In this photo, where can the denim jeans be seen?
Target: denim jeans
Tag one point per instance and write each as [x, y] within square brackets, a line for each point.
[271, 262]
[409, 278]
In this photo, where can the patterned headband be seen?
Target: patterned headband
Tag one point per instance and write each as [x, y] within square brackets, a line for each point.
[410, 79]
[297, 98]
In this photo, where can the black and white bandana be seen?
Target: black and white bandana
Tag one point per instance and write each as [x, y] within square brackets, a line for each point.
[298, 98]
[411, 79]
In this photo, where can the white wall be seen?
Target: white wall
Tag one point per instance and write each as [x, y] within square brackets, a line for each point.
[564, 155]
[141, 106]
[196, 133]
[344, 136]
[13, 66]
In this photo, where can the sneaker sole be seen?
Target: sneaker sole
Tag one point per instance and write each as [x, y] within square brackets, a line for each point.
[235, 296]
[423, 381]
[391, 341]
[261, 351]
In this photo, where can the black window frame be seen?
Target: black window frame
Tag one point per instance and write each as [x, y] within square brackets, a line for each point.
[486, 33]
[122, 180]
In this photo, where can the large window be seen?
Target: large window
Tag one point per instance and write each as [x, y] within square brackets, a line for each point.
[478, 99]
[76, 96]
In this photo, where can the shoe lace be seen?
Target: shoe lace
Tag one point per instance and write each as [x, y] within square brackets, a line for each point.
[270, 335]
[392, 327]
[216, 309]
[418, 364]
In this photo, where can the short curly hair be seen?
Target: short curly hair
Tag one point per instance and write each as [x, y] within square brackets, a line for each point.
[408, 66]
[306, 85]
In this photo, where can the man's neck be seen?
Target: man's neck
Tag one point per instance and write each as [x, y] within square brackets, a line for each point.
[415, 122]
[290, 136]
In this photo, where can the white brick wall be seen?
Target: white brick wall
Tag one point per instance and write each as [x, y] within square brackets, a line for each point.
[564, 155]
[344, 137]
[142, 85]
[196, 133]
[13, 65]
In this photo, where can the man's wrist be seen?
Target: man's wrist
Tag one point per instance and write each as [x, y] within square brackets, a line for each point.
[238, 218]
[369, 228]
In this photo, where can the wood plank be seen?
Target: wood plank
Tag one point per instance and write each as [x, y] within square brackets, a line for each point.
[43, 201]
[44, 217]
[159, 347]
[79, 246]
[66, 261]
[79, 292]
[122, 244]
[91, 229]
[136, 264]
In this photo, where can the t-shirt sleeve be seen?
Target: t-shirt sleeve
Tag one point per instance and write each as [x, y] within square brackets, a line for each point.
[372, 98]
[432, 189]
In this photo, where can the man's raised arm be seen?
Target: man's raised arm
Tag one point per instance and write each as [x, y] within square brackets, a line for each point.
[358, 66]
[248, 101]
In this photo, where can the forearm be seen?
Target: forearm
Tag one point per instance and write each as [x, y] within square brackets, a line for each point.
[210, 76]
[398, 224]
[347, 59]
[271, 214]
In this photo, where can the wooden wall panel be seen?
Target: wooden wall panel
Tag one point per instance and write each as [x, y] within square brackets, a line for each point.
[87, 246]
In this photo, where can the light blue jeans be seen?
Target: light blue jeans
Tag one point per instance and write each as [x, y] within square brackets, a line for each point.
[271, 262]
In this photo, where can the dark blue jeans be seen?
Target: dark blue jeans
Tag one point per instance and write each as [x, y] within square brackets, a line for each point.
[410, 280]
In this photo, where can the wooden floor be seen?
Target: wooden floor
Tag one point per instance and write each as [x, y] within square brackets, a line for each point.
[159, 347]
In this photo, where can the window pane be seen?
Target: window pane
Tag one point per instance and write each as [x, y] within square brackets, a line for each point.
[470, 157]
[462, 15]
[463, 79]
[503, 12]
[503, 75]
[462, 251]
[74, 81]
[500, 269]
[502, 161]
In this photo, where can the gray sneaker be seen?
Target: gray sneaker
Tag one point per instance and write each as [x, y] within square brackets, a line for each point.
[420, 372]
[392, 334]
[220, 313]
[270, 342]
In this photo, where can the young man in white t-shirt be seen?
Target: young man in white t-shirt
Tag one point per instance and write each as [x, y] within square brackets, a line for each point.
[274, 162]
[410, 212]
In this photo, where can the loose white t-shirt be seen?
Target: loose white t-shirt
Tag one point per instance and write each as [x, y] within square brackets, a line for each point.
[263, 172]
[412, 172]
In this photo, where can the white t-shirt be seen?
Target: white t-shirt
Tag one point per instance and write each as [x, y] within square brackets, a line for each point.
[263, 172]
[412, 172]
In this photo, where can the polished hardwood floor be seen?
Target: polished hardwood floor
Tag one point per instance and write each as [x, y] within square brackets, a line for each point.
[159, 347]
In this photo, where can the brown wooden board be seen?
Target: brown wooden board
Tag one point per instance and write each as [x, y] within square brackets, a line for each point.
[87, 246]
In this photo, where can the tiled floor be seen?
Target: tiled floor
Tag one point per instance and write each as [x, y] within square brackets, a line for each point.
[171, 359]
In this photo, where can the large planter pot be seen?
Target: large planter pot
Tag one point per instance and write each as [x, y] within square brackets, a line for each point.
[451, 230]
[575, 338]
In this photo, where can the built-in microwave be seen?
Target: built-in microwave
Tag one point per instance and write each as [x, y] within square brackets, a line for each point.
§
> [Directions for this task]:
Transcribe, word for word, every line from the one containing "In this photo, where can the polished" through the final line of the entries, and nothing else.

> [Exercise result]:
In this photo, where can the polished hardwood floor be seen?
Target: polished hardwood floor
Tag one point per instance and write each as [x, y] within square brackets, a line for each point.
[159, 347]
In this photo, where can the brown wooden board be seen?
Target: brown wooden board
Tag one point per instance and write each as [x, y] within square brackets, a line for each point.
[87, 246]
In this photo, where can the tiled floor be seen?
Target: tiled floor
Tag one point per instance and write each as [x, y] within square brackets, a line for each point.
[171, 359]
In this photo, where can the large planter pot be seen?
Target: large planter pot
Tag one point per instance and write each as [x, y] within square brackets, a line for each point.
[451, 230]
[575, 338]
In this photo, where can the built-in microwave be seen?
Target: built-in microwave
Tag one point per instance and write each as [x, y] within square brackets, a line for each point.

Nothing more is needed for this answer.